** Set exercise **
Extract every line of the records below that contains the word "blurred", copying each line in full. Case matters.

** Entries shown **
--------------------------------

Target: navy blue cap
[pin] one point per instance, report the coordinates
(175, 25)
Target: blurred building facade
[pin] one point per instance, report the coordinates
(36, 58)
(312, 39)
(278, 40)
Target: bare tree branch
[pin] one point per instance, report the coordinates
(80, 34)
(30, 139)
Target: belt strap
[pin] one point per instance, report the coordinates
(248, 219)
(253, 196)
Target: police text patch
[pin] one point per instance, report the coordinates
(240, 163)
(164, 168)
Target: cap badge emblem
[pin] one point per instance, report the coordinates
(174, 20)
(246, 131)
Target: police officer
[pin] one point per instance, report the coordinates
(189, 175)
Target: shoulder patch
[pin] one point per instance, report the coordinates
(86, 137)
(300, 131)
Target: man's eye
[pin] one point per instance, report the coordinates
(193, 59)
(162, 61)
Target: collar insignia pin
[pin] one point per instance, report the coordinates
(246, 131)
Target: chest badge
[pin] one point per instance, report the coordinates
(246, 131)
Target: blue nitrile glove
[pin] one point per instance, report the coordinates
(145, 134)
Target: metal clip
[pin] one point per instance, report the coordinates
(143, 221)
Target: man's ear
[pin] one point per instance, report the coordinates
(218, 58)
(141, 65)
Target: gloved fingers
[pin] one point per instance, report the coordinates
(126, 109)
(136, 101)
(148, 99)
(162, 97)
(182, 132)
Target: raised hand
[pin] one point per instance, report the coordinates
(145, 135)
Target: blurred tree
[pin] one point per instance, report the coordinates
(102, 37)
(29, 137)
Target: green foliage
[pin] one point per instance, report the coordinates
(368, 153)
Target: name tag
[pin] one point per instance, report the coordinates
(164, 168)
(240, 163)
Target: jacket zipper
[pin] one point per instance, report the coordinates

--------------------------------

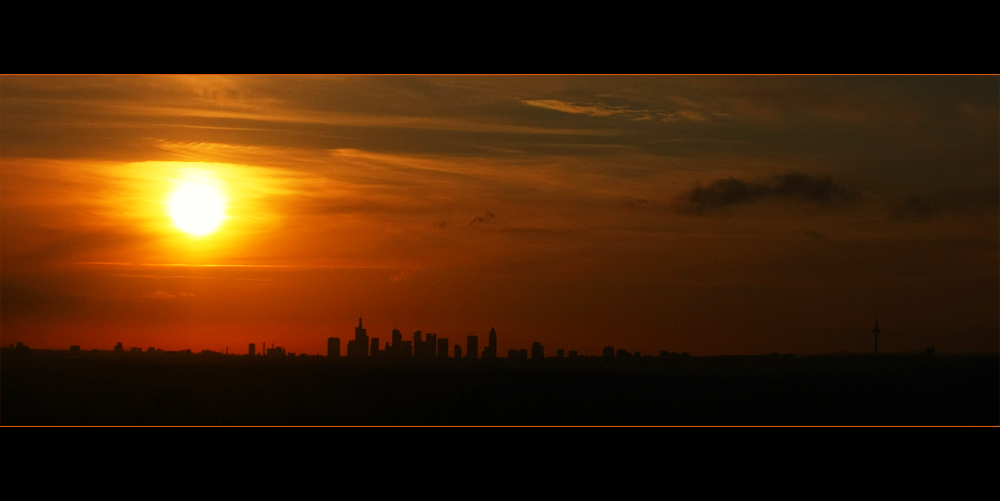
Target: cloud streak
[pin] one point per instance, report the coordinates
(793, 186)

--------------------------------

** Response **
Target: blurred building facade
Target: blurred tree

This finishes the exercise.